──────── ЗАПИСАННЫЕ ДАННЫЕ ────────

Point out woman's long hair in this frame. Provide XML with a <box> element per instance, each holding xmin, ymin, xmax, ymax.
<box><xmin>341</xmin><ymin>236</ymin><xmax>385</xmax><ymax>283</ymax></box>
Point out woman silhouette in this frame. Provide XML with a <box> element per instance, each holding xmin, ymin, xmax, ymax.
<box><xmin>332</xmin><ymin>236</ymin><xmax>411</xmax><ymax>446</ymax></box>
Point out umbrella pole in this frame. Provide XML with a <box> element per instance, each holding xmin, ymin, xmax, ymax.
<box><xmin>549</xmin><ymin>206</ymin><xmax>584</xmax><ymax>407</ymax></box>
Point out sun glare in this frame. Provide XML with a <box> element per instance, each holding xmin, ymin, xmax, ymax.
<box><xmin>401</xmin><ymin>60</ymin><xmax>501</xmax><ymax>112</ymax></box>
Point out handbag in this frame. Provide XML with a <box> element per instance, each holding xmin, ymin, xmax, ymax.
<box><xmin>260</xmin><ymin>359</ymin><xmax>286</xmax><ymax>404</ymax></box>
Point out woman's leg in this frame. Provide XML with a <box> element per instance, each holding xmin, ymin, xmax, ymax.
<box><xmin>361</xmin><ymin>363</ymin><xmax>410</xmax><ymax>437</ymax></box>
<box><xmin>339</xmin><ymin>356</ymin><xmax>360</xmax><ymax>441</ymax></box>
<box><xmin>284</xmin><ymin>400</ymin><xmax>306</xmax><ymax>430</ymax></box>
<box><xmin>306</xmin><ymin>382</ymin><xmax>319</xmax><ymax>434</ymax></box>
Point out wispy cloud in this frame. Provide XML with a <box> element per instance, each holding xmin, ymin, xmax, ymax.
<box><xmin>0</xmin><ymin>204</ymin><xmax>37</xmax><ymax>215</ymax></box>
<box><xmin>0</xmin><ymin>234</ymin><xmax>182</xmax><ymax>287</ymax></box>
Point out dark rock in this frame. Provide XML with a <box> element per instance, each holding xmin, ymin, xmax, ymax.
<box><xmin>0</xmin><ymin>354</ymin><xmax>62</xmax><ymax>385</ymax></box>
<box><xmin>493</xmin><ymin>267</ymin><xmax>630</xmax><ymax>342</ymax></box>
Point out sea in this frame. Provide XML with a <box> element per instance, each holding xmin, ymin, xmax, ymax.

────────

§ УСЛОВИЕ ЗАДАНИЯ:
Подставьте «Return XML» вместо «Provide XML» во всём листинге выше, больше ничего не меняя.

§ РЕШЕНИЕ ЗАДАНИЯ:
Point out woman's long hair in this frame. Return XML with a <box> element per instance, each holding xmin, ymin, xmax, ymax.
<box><xmin>341</xmin><ymin>236</ymin><xmax>385</xmax><ymax>283</ymax></box>
Point out woman silhouette in this frame. Return XML with a <box> element per instance, each holding xmin, ymin, xmax, ymax.
<box><xmin>332</xmin><ymin>236</ymin><xmax>411</xmax><ymax>446</ymax></box>
Point out umbrella pole in this frame. Return XML with a <box> element per instance, each holding xmin, ymin, xmax, ymax.
<box><xmin>549</xmin><ymin>206</ymin><xmax>584</xmax><ymax>407</ymax></box>
Point out sun glare in this frame. Return XML with a <box> element per instance, each holding xmin, ymin, xmax, ymax.
<box><xmin>401</xmin><ymin>60</ymin><xmax>501</xmax><ymax>112</ymax></box>
Point out handbag in this frame. Return XML with a <box> element per instance, each holding xmin, ymin, xmax, ymax.
<box><xmin>260</xmin><ymin>359</ymin><xmax>286</xmax><ymax>404</ymax></box>
Point out woman's leg in this frame. Return XML with a <box> element per instance, each holding xmin, ymin, xmax, ymax.
<box><xmin>361</xmin><ymin>363</ymin><xmax>410</xmax><ymax>437</ymax></box>
<box><xmin>339</xmin><ymin>356</ymin><xmax>360</xmax><ymax>441</ymax></box>
<box><xmin>284</xmin><ymin>400</ymin><xmax>306</xmax><ymax>430</ymax></box>
<box><xmin>306</xmin><ymin>382</ymin><xmax>319</xmax><ymax>434</ymax></box>
Point out wispy cloud in this frame. Return XML with a <box> element per instance, each holding xmin, ymin, xmax, ymax.
<box><xmin>0</xmin><ymin>204</ymin><xmax>37</xmax><ymax>215</ymax></box>
<box><xmin>0</xmin><ymin>234</ymin><xmax>182</xmax><ymax>287</ymax></box>
Point out dark rock in this frame. Return XML with a <box> element per instance, each holding xmin, ymin, xmax, ymax.
<box><xmin>0</xmin><ymin>354</ymin><xmax>62</xmax><ymax>385</ymax></box>
<box><xmin>493</xmin><ymin>267</ymin><xmax>630</xmax><ymax>342</ymax></box>
Point out sea in this frame. Return XML with a <box> element per instance, each holding xmin, ymin, xmax, ymax.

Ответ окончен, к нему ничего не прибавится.